Directions for this task:
Find every line in the items below that contains the string "point", with case counting, and copy each of those lines.

Dataset entries:
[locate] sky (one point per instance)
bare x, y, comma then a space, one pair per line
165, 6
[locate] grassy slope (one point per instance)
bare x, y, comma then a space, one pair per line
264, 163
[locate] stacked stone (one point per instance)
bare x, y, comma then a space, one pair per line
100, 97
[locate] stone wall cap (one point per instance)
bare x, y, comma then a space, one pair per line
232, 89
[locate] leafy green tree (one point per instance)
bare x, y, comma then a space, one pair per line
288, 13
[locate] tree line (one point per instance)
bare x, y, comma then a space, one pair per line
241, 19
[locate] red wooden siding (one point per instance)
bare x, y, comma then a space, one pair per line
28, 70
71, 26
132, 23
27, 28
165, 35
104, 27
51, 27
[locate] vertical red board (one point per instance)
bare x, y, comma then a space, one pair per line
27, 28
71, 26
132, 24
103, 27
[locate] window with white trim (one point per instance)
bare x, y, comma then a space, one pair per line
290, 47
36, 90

* * *

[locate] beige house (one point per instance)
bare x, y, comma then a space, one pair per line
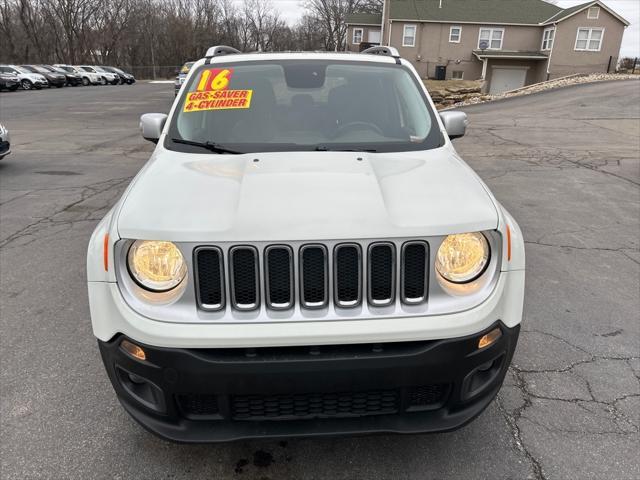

Solution to this exercise:
[locate] sky (one point per instance)
[locate] grassy slope (one point per instance)
[locate] stacked stone (one point per instance)
[locate] stone wall cap (one point per instance)
[locate] leafy green tree (one point per instance)
[locate] tree line (one point per instance)
[locate] red wooden siding (one point per instance)
[locate] vertical red board (one point per instance)
[locate] window with white trim (one point per instance)
[locate] beige house (one point per instance)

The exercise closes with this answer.